:: Exercise description ::
Rewrite the material below as a Markdown table with the columns "Row" and "Line." Number each line in the first column, put the line in the second, and leave out blank lines.

[Extracted data entries]
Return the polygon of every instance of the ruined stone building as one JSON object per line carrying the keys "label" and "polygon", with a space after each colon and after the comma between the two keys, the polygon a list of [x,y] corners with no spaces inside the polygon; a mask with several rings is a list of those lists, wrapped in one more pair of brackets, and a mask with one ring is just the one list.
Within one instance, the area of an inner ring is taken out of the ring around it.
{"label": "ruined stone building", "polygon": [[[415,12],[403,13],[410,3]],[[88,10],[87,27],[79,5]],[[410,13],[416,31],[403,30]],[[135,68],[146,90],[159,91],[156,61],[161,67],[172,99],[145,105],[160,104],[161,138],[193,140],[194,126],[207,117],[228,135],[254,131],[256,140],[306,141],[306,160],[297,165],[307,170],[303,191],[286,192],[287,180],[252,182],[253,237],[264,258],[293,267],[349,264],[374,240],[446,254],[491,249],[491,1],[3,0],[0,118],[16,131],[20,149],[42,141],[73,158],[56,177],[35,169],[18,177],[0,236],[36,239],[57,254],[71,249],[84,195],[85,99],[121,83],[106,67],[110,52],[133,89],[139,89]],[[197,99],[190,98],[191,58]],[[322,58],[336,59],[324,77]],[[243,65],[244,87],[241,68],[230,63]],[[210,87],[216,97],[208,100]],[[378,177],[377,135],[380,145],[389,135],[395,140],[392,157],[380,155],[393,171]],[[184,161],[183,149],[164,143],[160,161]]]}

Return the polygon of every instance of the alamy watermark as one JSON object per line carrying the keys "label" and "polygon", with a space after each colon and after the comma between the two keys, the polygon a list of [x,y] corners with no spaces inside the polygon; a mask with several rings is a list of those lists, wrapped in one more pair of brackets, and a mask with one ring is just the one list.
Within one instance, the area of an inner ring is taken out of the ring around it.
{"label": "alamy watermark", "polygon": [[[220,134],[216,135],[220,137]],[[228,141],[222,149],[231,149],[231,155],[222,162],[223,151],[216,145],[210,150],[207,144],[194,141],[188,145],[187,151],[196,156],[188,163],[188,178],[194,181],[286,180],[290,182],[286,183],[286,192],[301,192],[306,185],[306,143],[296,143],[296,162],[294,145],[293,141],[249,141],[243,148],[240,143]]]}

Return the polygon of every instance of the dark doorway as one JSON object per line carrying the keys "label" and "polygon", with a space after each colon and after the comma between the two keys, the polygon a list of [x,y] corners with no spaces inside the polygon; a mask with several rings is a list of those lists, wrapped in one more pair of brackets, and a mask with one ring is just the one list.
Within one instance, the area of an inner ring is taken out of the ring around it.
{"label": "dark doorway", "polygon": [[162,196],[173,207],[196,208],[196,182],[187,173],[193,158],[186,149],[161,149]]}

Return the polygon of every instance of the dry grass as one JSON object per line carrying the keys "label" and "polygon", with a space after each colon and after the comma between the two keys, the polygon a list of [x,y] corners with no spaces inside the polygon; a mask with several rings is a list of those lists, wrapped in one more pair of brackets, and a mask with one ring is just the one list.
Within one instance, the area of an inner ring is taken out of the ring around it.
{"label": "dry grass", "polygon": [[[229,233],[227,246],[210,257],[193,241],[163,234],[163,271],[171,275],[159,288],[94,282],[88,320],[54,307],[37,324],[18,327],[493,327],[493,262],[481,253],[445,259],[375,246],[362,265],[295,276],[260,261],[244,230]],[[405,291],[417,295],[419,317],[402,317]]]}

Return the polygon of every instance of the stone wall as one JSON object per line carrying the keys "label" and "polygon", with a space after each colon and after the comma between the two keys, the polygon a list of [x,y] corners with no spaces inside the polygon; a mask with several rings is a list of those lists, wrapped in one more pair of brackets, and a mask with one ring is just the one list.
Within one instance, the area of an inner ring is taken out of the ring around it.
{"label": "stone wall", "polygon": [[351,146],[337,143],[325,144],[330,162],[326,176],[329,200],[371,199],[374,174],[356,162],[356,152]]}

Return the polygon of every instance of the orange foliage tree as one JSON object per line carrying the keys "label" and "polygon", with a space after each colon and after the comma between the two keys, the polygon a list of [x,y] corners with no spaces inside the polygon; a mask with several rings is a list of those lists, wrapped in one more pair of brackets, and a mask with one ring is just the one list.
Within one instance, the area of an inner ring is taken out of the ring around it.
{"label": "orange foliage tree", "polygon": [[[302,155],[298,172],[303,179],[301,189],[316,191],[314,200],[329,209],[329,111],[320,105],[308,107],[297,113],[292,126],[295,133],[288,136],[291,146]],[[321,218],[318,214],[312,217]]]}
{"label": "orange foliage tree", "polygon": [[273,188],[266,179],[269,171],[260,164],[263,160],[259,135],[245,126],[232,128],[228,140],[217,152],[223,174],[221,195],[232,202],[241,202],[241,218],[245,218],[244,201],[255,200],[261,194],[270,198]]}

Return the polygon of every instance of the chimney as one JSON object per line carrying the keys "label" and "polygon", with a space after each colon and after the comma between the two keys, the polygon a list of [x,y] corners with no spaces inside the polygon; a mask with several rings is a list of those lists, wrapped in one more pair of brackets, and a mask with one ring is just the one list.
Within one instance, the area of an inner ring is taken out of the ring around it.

:: Completed exercise ::
| Row | Line |
|---|---|
| 1 | Return the polygon of every instance of the ruined stone building as one JSON object per line carrying the keys "label" and "polygon", with a space after each colon and after the comma between the two keys, the polygon a list of [x,y] corners with no spaces inside the polygon; a mask with several rings is a list of those lists, wrapped in one more pair of brackets, and a mask with one ring is just the one list. |
| 2 | Within one instance, the area of an inner ring is taken out of the ring around it. |
| 3 | {"label": "ruined stone building", "polygon": [[[415,12],[403,13],[410,3]],[[88,10],[87,27],[79,5]],[[410,13],[416,31],[403,30]],[[135,68],[146,90],[159,91],[156,61],[161,67],[172,99],[145,105],[160,104],[161,138],[193,140],[194,126],[207,117],[228,135],[254,131],[256,140],[306,141],[306,160],[297,165],[307,170],[303,191],[286,192],[287,180],[252,182],[253,237],[264,258],[293,267],[349,264],[374,240],[446,254],[491,249],[491,1],[3,0],[0,118],[16,131],[20,149],[42,141],[73,158],[56,177],[35,169],[18,177],[0,236],[36,239],[57,254],[71,249],[84,195],[85,99],[121,83],[106,67],[110,52],[133,89],[139,89]],[[197,99],[190,98],[191,58]],[[322,58],[336,59],[324,77]],[[243,65],[244,87],[241,68],[230,63]],[[210,87],[216,97],[208,100]],[[378,177],[377,135],[380,145],[389,135],[395,140],[392,157],[380,155],[393,171]],[[184,161],[183,149],[164,143],[160,161]]]} |
| 4 | Return the polygon of every instance of the alamy watermark as one JSON object per line carrying the keys "label" and "polygon", with a space after each colon and after the comma between the two keys, the polygon a list of [x,y] corners with no spaces inside the polygon; a mask with several rings is a list of those lists, wrapped in one more pair of brackets, and a mask with one ring is just the one list. |
| 5 | Within one instance, the area of an inner ring is taken out of the ring around it. |
| 6 | {"label": "alamy watermark", "polygon": [[[220,134],[216,135],[220,137]],[[228,141],[222,149],[231,149],[231,155],[222,162],[223,151],[216,145],[210,150],[207,144],[194,141],[188,145],[187,151],[196,156],[188,163],[188,178],[194,181],[286,180],[290,182],[286,183],[286,192],[301,192],[306,185],[306,143],[296,143],[296,162],[294,145],[293,141],[249,141],[243,148],[240,143]]]} |
| 7 | Return the polygon of every instance of the dark doorway as one JSON object per line carrying the keys "label" and "polygon", with a space after each colon and after the comma between the two keys, the polygon a list of [x,y] corners with no spaces inside the polygon; a mask with several rings is a list of those lists, wrapped in one more pair of brackets, and a mask with one ring is just the one list. |
| 8 | Within one instance, the area of an inner ring is taken out of the ring around it. |
| 9 | {"label": "dark doorway", "polygon": [[162,196],[173,207],[196,208],[196,182],[187,173],[193,158],[186,149],[161,149]]} |
| 10 | Return the polygon of every instance of the dry grass as one JSON object per line carrying the keys "label" and "polygon", with a space after each colon and after the comma between the two keys, the polygon a list of [x,y] corners with no spaces inside the polygon; a mask with several rings is a list of those lists, wrapped in one more pair of brackets, and a mask with one ring is just the one list. |
| 11 | Within one instance, the area of an inner ring is taken out of the ring around it. |
| 12 | {"label": "dry grass", "polygon": [[[229,233],[227,246],[210,257],[193,241],[163,234],[163,271],[171,275],[159,288],[94,282],[88,320],[54,307],[37,324],[18,327],[493,327],[493,262],[481,253],[445,259],[375,246],[362,265],[295,276],[260,261],[244,230]],[[405,291],[417,295],[419,317],[402,317]]]} |
| 13 | Return the polygon of every instance of the stone wall as one JSON object per line carrying the keys "label" and "polygon", with a space after each colon and after the comma between the two keys, the polygon a list of [x,y] corners with no spaces inside the polygon; a mask with several rings is a list of those lists, wrapped in one more pair of brackets, and a mask with one ring is just the one list. |
| 14 | Within one instance, the area of an inner ring is taken out of the ring around it. |
| 15 | {"label": "stone wall", "polygon": [[351,146],[337,143],[325,144],[330,162],[326,176],[329,200],[371,199],[374,174],[356,162],[356,152]]} |
| 16 | Return the polygon of every instance of the orange foliage tree as one JSON object per line carrying the keys "label" and "polygon", with a space after each colon and after the comma between the two keys, the polygon a list of [x,y] corners with no spaces inside the polygon; a mask with several rings is a list of those lists, wrapped in one more pair of brackets, and a mask with one ring is just the one list. |
| 17 | Within one instance, the area of an inner ring is taken out of the ring around it. |
| 18 | {"label": "orange foliage tree", "polygon": [[[302,155],[298,172],[303,179],[301,189],[316,191],[314,200],[329,209],[329,111],[320,105],[308,107],[297,113],[292,126],[295,133],[288,136],[291,146]],[[321,218],[318,214],[312,217]]]} |
| 19 | {"label": "orange foliage tree", "polygon": [[273,188],[266,179],[269,171],[260,164],[263,160],[259,135],[245,126],[232,128],[228,140],[217,152],[223,174],[221,195],[232,202],[241,202],[241,218],[245,218],[244,201],[255,200],[261,194],[270,198]]} |
| 20 | Return the polygon of every instance of the chimney as one JSON object per line carrying the keys "label" and "polygon", with a space after each colon and after the comma between the two keys, the polygon a list of [x,y] corners with no spaces inside the polygon; a mask with several rings is a list of those lists, wrapped in one more pair of brackets, and a mask with one ring is just the one list. |
| 21 | Within one instance, the area of an inner ring is taken out of the ring around it. |